**Excerpt provided**
◆ ◆ ◆ ◆ ◆ ◆ ◆
Extinct species of felid

Felis wenzensis is an extinct species of cat that was described based on fossils from the Pliocene-aged Węże 1 locality in Poland. It is known from only one specimen, a partial left mandibular ramus, and is distinguished from the closely related felines Felis lunensis and Felis silvestris (the modern European wildcat) by its larger teeth.

==History and naming==
The holotype fossil was collected from the Węże locality, from the northern end of the Kraków-Wieluń Upland in Poland. It was described as the new species Felis wenzensis by paleontologist Jan Stach in 1961. The species name wenzensis means "from Węże".

Another set of fossils from the late Early Pleistocene site of Somssich Hill 2 in Hungary were described as similar in size to Felis wenzensis, but were assigned to Felis cf. lunensis due to their younger age.

==Description==
The holotype and only specimen is the front part of a partial left mandibular ramus, with the third and fourth premolars intact, but missing the canine tooth and incisors. Part of the tooth socket of the canine is present, allowing the diastema to be measured. The first and second premolars were entirely absent, and the third and fourth premolars were present and intact.

F. wenzensis was similar in size to the modern European wildcat. It is differentiated from that species by its shorter diastema, and from both the contemporary prehistoric feline Felis lunensis (which has a similarly short diastema) and the modern wildcat by its comparatively larger teeth.
◆ ◆ ◆ ◆ ◆ ◆ ◆
**Dataset content**
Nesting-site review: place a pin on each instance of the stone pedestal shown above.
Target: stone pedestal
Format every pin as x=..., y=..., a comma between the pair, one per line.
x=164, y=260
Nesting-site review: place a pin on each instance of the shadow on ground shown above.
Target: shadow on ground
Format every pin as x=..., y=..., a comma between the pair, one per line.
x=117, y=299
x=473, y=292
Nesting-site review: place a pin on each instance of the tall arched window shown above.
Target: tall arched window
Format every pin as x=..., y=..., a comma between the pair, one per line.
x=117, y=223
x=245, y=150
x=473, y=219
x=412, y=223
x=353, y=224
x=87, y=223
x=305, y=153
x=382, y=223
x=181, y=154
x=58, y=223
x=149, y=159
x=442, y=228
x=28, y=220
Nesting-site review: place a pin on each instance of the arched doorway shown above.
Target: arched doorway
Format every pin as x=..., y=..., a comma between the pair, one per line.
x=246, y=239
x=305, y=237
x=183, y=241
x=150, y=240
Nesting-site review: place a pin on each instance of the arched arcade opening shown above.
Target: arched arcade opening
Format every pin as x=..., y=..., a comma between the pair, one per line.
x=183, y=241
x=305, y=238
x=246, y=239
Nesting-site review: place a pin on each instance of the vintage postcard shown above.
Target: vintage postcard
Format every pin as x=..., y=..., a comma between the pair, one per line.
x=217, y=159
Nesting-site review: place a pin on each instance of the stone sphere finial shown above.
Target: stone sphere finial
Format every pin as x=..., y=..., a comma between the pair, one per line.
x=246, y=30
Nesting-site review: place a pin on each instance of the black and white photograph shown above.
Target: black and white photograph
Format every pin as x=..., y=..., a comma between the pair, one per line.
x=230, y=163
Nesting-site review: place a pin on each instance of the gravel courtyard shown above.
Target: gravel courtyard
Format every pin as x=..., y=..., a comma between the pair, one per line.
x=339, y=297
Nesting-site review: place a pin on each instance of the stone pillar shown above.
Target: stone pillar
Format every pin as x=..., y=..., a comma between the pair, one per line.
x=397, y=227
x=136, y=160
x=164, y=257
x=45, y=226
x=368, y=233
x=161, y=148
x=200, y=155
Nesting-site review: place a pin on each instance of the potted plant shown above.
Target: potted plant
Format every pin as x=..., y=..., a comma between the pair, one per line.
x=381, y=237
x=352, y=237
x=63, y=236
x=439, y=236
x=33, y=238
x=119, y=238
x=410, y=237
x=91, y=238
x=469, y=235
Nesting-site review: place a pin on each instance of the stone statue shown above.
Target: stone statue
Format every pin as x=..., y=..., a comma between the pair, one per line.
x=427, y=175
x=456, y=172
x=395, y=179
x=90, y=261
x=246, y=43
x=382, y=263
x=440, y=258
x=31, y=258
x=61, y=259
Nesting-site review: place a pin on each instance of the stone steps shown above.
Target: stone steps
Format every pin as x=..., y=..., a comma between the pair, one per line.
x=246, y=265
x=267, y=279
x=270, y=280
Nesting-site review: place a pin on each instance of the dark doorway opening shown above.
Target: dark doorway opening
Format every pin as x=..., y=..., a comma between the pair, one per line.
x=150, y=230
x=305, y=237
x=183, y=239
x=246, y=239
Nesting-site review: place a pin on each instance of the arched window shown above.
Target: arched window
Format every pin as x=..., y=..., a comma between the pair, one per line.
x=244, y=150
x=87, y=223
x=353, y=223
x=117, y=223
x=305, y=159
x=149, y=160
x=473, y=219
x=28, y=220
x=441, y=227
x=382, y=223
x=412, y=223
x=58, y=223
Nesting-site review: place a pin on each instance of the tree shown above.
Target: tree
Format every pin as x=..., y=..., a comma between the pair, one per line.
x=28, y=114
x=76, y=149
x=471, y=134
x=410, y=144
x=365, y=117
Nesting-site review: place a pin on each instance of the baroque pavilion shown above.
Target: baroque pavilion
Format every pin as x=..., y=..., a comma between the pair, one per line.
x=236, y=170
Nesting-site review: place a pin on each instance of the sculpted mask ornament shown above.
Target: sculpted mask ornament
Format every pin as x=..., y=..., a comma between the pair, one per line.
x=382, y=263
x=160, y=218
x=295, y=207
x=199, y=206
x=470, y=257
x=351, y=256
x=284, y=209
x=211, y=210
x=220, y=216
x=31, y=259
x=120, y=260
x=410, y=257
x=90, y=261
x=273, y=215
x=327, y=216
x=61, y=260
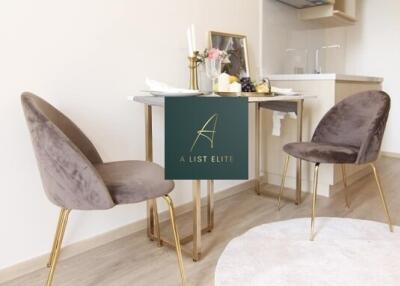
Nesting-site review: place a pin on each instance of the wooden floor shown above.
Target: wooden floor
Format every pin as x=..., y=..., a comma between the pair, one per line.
x=134, y=260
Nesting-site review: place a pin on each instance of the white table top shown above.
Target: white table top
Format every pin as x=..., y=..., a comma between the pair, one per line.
◆ ◆ ◆ ◆ ◆ ◆ ◆
**Parts of the exercise**
a) From the Felis wenzensis article, list every tooth that the holotype lacks.
b) According to the Felis wenzensis article, who described the species, and in what year?
c) Continue the article on Felis wenzensis after its last sentence.

**Task results**
a)
- Canine
- Incisors
- First premolar
- Second premolar

b) Paleontologist Jan Stach described it in 1961.

c)
==Classification==
Stach considered F. wenzensis a close relative, if not just a northern variety, of Felis lunensis.

==Paleoecology==
The Węże 1 locality is dated to the Pliocene (late Ruscinian, MN 15), some 4.2–3.4 million years ago. The climate at the locality is thought to have been mediterranean – relatively warm and arid – at that time, based on the presence of various reptiles such as turtles. A variety of small mammals are also recorded from the locality, including multiple species of shrews, hedgehogs, desmans, moles, mole-rats, at least five species of rodents, the lagomorph Hypolagus beremendensis, and the porcupine Hystrix primigenia. Larger mammals included the rhinoceros Dicerorhinus megarhinus and the deer Procapreolus wenzensis and Cervus warthae.

Besides Felis wenzensis, five other carnivorans are known from Węże 1: Baranogale helbingi, the bear Agriotherium intermedium, and the mustelids Martes wenzensis, Mustela plioermina, and Mustela pliocaenica. Most of these, including F. wenzensis, are only known from the Węże 1 site.